# WORK TO COMPLETE
Reproduce the data from the line containing "If you could mark the flat" through the end of the data, changing "white" to "ivory" wherever it occurs and altering nothing else.

# SUPPLIED MATERIAL
********************
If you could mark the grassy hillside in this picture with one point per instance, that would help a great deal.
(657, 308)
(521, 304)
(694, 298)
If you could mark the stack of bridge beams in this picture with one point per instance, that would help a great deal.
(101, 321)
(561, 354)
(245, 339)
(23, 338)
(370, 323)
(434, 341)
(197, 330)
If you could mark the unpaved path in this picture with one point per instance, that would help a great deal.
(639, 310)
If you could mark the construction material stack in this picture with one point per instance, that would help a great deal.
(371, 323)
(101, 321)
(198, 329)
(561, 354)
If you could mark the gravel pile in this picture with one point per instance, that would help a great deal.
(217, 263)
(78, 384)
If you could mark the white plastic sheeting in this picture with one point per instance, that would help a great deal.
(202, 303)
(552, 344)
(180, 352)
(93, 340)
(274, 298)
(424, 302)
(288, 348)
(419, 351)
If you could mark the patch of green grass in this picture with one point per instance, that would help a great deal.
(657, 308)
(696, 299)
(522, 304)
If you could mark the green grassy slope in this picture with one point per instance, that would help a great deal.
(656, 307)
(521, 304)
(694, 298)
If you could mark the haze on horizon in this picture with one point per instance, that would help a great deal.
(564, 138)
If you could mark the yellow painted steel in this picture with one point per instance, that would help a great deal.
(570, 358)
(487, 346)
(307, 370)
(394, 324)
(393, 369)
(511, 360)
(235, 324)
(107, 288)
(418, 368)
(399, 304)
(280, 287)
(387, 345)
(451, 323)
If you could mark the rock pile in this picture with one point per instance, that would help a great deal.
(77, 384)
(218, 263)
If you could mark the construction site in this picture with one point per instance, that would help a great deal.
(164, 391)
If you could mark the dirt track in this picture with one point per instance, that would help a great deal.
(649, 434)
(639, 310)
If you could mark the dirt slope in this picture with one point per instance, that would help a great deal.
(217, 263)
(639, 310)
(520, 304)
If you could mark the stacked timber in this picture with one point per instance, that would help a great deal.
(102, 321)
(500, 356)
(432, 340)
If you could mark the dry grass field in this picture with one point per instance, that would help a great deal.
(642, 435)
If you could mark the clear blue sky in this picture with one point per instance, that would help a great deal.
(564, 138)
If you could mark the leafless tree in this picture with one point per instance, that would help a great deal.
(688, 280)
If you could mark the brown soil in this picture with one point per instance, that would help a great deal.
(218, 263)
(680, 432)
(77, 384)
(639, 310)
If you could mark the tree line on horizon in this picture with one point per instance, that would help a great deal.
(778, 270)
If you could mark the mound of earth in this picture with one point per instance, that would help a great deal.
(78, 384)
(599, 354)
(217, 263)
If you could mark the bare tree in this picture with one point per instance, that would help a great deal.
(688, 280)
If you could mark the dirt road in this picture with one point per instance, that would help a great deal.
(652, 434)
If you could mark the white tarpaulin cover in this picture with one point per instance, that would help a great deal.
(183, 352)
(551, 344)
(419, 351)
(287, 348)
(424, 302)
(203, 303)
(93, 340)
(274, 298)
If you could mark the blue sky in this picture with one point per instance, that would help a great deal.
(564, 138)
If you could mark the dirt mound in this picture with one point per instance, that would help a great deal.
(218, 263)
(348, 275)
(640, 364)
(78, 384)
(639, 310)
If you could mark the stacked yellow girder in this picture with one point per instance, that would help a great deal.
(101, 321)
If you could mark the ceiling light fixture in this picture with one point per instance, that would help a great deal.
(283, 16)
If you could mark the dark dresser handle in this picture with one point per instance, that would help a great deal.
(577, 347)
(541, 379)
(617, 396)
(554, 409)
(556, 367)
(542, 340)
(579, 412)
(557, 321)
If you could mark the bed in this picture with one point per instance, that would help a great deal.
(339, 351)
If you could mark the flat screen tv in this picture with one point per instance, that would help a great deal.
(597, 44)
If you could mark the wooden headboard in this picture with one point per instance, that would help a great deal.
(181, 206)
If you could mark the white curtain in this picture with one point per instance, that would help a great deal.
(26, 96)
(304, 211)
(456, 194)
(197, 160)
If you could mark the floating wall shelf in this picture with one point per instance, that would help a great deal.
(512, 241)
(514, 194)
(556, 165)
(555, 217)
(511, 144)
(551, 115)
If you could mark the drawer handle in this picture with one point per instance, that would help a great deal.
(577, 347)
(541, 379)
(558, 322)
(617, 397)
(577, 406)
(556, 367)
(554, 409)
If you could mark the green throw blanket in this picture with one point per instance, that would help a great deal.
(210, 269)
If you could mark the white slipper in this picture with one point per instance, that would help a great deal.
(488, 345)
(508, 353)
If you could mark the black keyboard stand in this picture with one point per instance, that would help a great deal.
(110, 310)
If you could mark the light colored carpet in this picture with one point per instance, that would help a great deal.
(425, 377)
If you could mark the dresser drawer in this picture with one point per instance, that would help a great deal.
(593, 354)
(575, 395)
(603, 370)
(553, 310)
********************
# THE COMPLETED TASK
If you could mark the flat screen tv in this picture with one point per instance, that would help a great deal.
(597, 44)
If you could mark the wooden headboard in this picture with one point per instance, that would help a great deal.
(181, 206)
If you could mark the ivory curtain in this picture with one point per instance, that would help a great deal.
(26, 96)
(304, 211)
(456, 194)
(197, 160)
If you could mark the floating wall shelf in this picture with one point per instance, that would help a great deal.
(512, 241)
(514, 194)
(556, 165)
(555, 217)
(511, 144)
(551, 115)
If you could mark the drawer handle in this picture with one point per instance, that would help a great deal.
(577, 347)
(541, 379)
(558, 322)
(617, 397)
(577, 406)
(556, 367)
(554, 409)
If you could mark the green throw blanket in this picture with one point per instance, that would help a great deal.
(210, 269)
If you could mark the ivory slipper in this picture with one point per instance, that would help a great deal.
(488, 345)
(508, 353)
If you could mark the black keyboard stand in this picture with one point per instance, that would help a great deal.
(110, 310)
If you could mark the light colored carpet in this picture with one point per instance, that would help a great deal.
(425, 377)
If you could mark the dresser drawer in this picture with one point per instance, that would help a great deal.
(593, 354)
(575, 395)
(603, 370)
(553, 310)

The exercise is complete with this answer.